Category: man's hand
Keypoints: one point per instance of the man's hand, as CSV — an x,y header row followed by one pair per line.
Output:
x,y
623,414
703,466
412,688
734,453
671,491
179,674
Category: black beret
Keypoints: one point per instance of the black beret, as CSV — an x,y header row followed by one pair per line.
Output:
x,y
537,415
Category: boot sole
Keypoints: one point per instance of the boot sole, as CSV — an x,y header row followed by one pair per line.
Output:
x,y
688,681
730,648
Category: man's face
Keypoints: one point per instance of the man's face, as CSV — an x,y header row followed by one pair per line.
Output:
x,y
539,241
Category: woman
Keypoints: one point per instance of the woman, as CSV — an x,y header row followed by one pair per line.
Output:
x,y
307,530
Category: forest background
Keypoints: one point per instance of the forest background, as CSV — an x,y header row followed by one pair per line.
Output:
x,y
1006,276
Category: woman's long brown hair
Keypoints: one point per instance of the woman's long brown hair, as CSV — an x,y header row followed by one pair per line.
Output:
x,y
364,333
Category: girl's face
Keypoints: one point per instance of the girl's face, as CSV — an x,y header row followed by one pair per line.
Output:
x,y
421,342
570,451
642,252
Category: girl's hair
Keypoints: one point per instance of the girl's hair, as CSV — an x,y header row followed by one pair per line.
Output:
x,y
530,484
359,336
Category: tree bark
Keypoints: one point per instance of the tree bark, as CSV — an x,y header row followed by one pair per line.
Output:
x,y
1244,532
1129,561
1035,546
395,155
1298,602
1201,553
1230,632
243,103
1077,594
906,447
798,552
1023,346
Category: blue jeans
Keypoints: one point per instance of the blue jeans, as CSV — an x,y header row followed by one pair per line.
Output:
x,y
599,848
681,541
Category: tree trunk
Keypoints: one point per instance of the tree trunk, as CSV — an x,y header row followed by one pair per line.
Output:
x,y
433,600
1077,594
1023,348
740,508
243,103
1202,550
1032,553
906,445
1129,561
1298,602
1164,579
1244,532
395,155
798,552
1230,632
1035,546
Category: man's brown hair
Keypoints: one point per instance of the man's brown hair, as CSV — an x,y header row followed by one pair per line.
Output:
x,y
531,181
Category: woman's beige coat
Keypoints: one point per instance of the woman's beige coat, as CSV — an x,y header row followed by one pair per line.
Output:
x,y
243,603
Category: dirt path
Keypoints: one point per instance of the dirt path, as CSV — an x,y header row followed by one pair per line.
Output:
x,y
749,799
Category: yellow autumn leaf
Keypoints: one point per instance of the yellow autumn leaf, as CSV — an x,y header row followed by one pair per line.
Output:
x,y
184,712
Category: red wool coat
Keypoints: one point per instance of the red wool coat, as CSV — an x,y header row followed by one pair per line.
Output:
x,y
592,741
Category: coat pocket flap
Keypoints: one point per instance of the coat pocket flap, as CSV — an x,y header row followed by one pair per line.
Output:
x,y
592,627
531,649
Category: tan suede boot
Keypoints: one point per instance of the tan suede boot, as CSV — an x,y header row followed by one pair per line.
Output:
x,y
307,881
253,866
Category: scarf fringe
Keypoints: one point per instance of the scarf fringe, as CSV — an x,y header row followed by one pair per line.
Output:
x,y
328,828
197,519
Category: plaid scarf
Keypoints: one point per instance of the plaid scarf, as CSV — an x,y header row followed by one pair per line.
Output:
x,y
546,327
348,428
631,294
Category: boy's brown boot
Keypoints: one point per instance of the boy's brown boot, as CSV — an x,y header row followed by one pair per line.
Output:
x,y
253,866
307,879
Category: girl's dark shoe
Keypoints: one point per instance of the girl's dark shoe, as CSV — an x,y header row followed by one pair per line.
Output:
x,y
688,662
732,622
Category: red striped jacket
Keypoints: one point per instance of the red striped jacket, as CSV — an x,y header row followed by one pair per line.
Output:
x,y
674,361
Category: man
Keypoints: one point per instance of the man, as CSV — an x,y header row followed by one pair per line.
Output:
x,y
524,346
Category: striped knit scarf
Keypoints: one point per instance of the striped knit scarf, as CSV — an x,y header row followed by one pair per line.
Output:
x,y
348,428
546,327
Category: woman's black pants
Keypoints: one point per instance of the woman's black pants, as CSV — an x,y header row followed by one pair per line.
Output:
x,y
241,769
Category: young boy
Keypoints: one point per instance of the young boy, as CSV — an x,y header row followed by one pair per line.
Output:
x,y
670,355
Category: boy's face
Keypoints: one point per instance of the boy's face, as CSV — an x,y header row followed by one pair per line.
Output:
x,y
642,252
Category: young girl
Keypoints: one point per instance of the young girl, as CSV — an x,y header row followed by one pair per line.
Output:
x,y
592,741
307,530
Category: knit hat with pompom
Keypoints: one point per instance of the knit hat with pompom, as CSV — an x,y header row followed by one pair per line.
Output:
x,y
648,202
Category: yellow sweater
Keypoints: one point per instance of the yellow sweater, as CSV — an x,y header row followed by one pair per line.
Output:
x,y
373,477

- ABOUT THIS EXERCISE -
All of the data above should be output exactly.

- ANSWER SECTION -
Category: man's hand
Keypoints: one point per instance of the man's hand, as CSV — an x,y header row followed by one pair per line.
Output:
x,y
623,414
703,466
412,688
734,453
671,491
179,674
Category: black beret
Keypoints: one point per instance of the black beret, as CSV — an x,y header row followed by one pair per line.
Output:
x,y
537,415
Category: boot sole
Keypoints: one point per instance of the boot sole, as CSV — an x,y header row followed by one pair per line.
Output:
x,y
688,681
730,648
Category: man's face
Keypoints: one point per instance of the man's face, as CSV — an x,y header row followed by one pair per line.
Output:
x,y
539,241
Category: woman
Keypoints: one point per instance of the woman, as CSV — an x,y header row followed by one pair per line.
Output:
x,y
307,530
Category: forest background
Keypoints: one point per instance of the forest background, as CSV — an x,y header row followed by one pair per line.
Output:
x,y
1006,276
Category: woman's long brown hair
Keypoints: one point per instance of the woman's long brown hair, as CSV — an x,y header row followed by one pair per line.
Output:
x,y
364,333
Category: girl's face
Keypoints: one point per instance of the girl's face, as CSV — an x,y header row followed by one pair per line.
Output:
x,y
421,342
570,451
642,252
Category: girl's hair
Keypoints: one point per instance of the girl's hair, as CSV — an x,y header row followed by one pair per line.
Output:
x,y
530,484
359,336
Category: tree bark
Keypoints: one point per instance of the tree bark, as CSV — an x,y header row followed by one pair per line.
Output:
x,y
1244,532
1129,561
1035,546
395,155
1298,602
1201,553
1230,632
243,103
1077,594
906,447
798,552
1023,346
Category: blue jeans
Keypoints: one point per instance of the blue jeans, as CSV — an x,y header row followed by one pair per line.
Output:
x,y
599,848
681,541
Category: tree trunk
Keypoints: one point per instance of the tree trunk, as CSV — an x,y header row followed by one pair per line.
Output:
x,y
433,600
1077,594
1023,348
740,508
243,103
1202,550
1032,553
906,445
1129,561
1298,602
1164,579
1244,532
395,155
798,552
1230,632
1035,546
Category: man's brown hair
Keypoints: one point per instance of the man's brown hair, as CSV — an x,y header row followed by one pair per line.
Output:
x,y
531,181
Category: woman's beige coat
Keypoints: one point per instance of the woman's beige coat, as CSV — an x,y header row followed by one pair per line.
Output:
x,y
243,603
Category: dirt path
Keypoints: one point per instance of the dirt path, as CSV — an x,y header row followed by one pair per line.
Output:
x,y
749,799
Category: yellow autumn leaf
Keypoints: one point per instance of the yellow autumn leaf, as CSV — an x,y header row followed by one pair per line.
Output:
x,y
184,712
Category: red wool coat
Keypoints: one point per instance of the red wool coat, as CSV — an x,y header row followed by one pair per line.
Output:
x,y
592,741
Category: coat pocket flap
Keypoints: one point per instance of the coat pocket flap, as CSV — an x,y header row followed by one pair per line.
Output:
x,y
592,627
531,649
Category: tan suede boot
Keypoints: one point per instance of the tan suede boot, as CSV — an x,y header row followed by one pair per line.
Output:
x,y
307,881
253,866
Category: scarf fringe
Keypoints: one point per instance of the scarf fringe, as CSV — an x,y header row followed by one pair per line.
Output:
x,y
328,828
197,519
Category: plaid scarf
Keypoints: one point per instance of the plaid scarf, as CSV — an x,y header row followed by one pair per line.
Output:
x,y
546,327
348,428
631,294
Category: boy's brown boot
Keypoints: one point per instance of the boy's brown boot, as CSV — an x,y header row followed by one pair per line.
Output:
x,y
253,866
307,879
Category: girl's dark shoe
Keypoints: one point per instance of the girl's dark shoe, as CSV — an x,y header row followed by one pair per line.
Output:
x,y
688,662
732,622
Category: red striped jacket
Keypoints: one point per instance of the red striped jacket, as CSV — an x,y header row followed by one pair per line.
Output:
x,y
674,361
Category: man
Keypoints: one point per instance of the man, as CSV — an x,y header row followed by one pair per line.
Output:
x,y
524,346
Category: striped knit scarf
Keypoints: one point per instance of the striped knit scarf, as CSV — an x,y header row followed by one pair per line.
Output:
x,y
348,428
546,327
Category: woman's black pants
Keypoints: one point per instance of the woman's black pants, as CSV — an x,y header row followed by one pair per line.
Output:
x,y
241,769
Category: young boy
Keypoints: one point per instance of the young boy, as CSV — an x,y header row followed by one pair per line.
Output:
x,y
670,355
Category: boy's face
Keypoints: one point per instance of the boy's face, as CSV — an x,y header row followed by one pair per line.
Output:
x,y
642,252
Category: young girl
Keypoints: one point per instance of the young girl, as CSV — an x,y header row followed by one pair per line.
Output:
x,y
592,741
307,530
Category: knit hat with pompom
Keypoints: one point per instance of the knit hat with pompom, as CSV — an x,y header row followed by one pair per line.
Output:
x,y
648,202
Category: yellow sweater
Keypoints: one point per instance of the yellow sweater, as CSV — an x,y header row followed by one pair per line.
Output:
x,y
373,477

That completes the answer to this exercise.